§ Task
Turn the lines below into a numbered list, running from the line containing "shape [[159, 104]]." through the line containing "[[270, 130]]", both ends included. Leave out any blank lines.
# # # # # # #
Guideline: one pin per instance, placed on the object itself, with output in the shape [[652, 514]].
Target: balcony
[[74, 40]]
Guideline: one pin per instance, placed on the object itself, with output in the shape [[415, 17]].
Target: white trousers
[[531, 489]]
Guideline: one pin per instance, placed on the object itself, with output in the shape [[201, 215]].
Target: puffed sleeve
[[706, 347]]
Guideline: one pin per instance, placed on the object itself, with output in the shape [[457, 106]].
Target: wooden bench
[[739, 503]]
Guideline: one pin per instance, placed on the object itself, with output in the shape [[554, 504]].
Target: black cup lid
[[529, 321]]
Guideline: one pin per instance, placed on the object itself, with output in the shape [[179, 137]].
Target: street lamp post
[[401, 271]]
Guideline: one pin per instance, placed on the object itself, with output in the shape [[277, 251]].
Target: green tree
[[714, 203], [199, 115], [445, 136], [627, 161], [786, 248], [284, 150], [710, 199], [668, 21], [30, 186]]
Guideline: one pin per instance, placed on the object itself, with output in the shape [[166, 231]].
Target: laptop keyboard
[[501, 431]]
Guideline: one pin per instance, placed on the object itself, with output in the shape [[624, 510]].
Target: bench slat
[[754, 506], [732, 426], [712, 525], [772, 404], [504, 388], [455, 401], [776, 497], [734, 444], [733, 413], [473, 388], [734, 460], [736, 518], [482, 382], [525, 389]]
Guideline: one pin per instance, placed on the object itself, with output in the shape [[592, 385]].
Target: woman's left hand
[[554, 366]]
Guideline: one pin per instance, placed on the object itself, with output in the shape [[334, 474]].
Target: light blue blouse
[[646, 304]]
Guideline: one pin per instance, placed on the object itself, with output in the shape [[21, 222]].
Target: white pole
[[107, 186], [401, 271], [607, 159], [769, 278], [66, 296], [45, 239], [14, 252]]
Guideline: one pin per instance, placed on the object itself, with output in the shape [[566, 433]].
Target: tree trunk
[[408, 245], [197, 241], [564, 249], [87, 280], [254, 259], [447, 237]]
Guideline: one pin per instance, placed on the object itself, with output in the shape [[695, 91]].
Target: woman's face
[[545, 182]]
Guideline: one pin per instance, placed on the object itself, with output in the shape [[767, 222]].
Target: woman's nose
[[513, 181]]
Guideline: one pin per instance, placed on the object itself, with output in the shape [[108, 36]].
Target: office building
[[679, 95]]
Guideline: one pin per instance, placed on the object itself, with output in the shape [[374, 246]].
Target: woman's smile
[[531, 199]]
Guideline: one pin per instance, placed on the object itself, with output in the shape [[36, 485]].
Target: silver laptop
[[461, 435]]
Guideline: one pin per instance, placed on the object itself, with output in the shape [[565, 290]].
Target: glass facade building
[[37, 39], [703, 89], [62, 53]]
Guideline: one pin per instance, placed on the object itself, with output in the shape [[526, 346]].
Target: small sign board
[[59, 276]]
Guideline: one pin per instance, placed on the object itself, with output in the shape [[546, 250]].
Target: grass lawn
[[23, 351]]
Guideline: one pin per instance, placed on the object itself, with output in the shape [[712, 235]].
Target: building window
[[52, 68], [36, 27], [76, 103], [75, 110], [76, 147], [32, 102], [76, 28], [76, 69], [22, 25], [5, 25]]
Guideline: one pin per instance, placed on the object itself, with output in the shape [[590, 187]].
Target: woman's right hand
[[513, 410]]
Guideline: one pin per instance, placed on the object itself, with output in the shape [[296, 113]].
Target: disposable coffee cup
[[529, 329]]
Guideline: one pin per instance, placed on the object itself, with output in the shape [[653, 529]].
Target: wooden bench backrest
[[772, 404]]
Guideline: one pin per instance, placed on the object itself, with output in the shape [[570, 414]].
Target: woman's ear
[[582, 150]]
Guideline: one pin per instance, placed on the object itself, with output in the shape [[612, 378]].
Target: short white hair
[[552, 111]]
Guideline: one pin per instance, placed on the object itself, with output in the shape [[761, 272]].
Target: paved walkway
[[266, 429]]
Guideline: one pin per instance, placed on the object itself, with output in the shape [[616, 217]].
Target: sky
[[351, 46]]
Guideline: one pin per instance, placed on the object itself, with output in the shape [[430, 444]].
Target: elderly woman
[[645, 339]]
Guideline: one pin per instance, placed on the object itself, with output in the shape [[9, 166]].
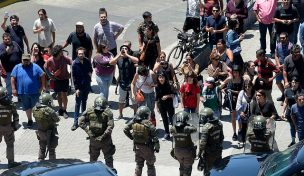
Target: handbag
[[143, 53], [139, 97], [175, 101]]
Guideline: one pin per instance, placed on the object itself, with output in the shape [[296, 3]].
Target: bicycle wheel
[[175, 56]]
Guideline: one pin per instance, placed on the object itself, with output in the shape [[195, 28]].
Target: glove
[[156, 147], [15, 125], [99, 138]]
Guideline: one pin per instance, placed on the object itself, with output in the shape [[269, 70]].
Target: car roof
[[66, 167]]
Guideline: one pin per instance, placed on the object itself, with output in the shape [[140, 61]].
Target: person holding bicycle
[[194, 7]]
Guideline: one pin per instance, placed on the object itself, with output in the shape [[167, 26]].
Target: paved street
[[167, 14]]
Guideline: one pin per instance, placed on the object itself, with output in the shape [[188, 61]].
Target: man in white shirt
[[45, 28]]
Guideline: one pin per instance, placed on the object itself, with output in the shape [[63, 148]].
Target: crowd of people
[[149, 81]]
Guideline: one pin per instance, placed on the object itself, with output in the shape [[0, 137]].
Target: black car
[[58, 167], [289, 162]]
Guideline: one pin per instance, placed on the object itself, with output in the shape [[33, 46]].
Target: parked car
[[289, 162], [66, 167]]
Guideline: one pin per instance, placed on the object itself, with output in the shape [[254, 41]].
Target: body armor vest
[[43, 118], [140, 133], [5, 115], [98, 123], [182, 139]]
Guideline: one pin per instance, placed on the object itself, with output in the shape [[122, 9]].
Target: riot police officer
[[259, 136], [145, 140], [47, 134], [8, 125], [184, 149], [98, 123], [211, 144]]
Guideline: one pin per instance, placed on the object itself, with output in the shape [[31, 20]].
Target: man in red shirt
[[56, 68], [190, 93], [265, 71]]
# # # # # # #
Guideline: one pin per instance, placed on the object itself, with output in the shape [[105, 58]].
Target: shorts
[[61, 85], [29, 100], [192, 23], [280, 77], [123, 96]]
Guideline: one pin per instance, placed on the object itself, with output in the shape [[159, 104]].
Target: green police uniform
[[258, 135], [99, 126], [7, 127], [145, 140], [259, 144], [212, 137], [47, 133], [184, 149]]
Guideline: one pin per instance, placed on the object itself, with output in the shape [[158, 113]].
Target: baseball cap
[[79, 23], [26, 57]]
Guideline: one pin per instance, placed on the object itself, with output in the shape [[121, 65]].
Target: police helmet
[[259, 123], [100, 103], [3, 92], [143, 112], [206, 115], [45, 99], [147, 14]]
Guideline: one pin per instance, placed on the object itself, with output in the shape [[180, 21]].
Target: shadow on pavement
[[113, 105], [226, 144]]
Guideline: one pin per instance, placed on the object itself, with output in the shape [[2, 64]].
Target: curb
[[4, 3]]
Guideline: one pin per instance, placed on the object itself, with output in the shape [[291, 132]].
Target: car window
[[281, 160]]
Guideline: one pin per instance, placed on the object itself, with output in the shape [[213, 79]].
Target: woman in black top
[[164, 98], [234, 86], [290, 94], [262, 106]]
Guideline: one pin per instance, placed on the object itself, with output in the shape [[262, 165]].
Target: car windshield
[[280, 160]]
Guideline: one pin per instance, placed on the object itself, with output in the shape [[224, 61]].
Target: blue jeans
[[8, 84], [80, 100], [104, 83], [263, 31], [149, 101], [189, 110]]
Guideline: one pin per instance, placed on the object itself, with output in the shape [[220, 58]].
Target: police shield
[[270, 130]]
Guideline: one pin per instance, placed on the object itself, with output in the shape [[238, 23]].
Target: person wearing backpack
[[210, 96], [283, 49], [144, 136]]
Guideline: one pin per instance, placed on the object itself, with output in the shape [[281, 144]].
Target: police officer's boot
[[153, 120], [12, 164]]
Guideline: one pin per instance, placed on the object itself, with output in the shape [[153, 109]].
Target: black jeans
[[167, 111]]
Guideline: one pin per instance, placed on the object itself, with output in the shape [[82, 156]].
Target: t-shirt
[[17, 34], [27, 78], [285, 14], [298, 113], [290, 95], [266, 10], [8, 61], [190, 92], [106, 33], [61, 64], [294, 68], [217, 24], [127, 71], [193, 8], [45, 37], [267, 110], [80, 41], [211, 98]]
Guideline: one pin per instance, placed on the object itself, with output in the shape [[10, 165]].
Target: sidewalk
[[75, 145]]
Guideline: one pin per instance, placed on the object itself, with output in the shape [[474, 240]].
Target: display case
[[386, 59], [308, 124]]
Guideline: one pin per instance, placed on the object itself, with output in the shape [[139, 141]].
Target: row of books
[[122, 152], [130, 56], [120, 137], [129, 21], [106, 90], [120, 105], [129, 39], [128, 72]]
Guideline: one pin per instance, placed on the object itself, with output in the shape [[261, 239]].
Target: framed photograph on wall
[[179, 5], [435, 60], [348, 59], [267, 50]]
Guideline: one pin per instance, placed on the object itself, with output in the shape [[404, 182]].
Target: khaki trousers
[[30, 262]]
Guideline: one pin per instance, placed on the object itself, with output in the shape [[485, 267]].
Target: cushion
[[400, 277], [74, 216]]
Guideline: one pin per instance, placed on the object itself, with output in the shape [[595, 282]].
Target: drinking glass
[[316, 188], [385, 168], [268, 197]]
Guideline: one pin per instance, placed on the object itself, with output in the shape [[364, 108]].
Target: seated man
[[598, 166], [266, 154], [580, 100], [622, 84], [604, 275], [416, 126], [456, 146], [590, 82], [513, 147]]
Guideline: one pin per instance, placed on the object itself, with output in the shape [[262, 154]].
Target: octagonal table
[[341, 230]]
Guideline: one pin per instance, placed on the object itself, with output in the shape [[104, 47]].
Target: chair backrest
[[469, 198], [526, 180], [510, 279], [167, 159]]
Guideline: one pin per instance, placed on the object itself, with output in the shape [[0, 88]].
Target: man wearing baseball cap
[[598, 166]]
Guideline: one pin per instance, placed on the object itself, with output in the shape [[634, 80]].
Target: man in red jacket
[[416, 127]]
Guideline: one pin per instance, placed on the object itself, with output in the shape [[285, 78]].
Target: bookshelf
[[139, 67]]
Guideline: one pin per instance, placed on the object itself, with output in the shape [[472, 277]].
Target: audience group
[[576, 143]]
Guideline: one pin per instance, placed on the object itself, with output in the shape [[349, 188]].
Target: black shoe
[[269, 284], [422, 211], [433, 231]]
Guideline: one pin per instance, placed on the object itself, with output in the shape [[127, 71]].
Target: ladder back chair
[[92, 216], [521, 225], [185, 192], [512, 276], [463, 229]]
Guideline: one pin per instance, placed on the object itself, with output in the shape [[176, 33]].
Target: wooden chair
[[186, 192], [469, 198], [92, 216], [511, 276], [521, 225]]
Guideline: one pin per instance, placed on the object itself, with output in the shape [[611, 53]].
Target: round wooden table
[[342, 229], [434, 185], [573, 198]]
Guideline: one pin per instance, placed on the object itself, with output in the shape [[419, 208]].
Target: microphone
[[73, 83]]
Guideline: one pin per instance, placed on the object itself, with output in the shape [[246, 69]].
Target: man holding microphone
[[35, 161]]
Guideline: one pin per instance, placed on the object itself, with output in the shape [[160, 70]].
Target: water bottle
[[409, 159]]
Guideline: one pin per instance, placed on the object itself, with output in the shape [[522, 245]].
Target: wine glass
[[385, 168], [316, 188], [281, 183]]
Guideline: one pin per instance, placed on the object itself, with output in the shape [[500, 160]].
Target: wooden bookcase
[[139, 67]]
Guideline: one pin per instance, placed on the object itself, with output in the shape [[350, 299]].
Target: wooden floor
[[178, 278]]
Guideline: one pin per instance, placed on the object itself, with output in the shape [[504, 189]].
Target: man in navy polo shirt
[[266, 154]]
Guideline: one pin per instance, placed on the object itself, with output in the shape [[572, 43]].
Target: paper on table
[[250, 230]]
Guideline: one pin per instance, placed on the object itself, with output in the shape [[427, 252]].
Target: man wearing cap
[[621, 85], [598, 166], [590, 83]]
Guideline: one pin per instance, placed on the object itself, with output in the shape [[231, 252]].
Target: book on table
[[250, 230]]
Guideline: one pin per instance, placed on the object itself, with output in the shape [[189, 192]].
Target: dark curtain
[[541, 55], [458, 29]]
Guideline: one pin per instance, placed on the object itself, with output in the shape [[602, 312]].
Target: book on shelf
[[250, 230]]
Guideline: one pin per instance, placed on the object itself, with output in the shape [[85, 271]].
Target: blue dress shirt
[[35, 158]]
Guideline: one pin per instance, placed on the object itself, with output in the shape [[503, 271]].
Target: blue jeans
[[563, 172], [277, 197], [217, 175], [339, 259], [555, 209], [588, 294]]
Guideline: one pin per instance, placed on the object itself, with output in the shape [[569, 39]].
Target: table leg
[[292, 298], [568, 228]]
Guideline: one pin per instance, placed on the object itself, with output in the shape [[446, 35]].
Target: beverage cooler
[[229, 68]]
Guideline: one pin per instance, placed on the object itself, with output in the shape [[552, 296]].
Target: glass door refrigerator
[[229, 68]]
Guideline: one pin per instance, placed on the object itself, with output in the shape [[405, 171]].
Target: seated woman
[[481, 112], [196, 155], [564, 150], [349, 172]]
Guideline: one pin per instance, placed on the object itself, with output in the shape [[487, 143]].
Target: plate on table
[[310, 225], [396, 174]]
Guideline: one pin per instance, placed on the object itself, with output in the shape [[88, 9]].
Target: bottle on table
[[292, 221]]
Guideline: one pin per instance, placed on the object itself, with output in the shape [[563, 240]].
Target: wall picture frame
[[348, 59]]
# # # # # # #
§ Output of the exercise
1. Guideline: one pin per instance, placed on the object itself, with output in the shape [[159, 104]].
2. Target: green police uniform
3. [[258, 135], [99, 126], [7, 127], [145, 140], [259, 144], [212, 137], [47, 133], [184, 149]]
4. Guideline: one pin per instance, placed on the object itself, with output in the shape [[158, 113]].
5. Target: baseball cap
6. [[79, 23], [26, 57]]
7. Guideline: one pin per instance, placed on the object itself, with output in the shape [[121, 65]].
8. Target: police helmet
9. [[259, 123], [100, 103], [3, 92], [143, 112], [206, 115], [45, 99], [147, 14]]
10. Guideline: one pin per instance, placed on the object itself, with output in the shape [[180, 21]].
11. Target: shadow on pavement
12. [[113, 105], [226, 144]]
13. Guideline: one pin per instance, placed on the object itself, with output in the shape [[2, 64]].
14. Target: curb
15. [[4, 3]]
16. Guideline: one pin per instance, placed on the object itself, with output in the shape [[291, 132]].
17. Target: car window
18. [[281, 160]]
19. Guideline: one pin per instance, placed on the object itself, with output in the shape [[213, 79]].
20. Target: woman in black top
21. [[164, 98], [234, 86], [290, 94], [262, 106]]
22. Guideline: one pin per instance, placed on the object itself, with output in the shape [[262, 165]].
23. Target: car windshield
24. [[280, 160]]
25. Guideline: one pin per instance, placed on the object itself, with output in the shape [[224, 61]].
26. Target: blue jeans
27. [[8, 84], [80, 100], [104, 83], [263, 31], [149, 101], [189, 110]]
28. Guideline: one pin per instance, placed on the object itself, with output in the shape [[220, 58]].
29. Target: police shield
30. [[270, 130]]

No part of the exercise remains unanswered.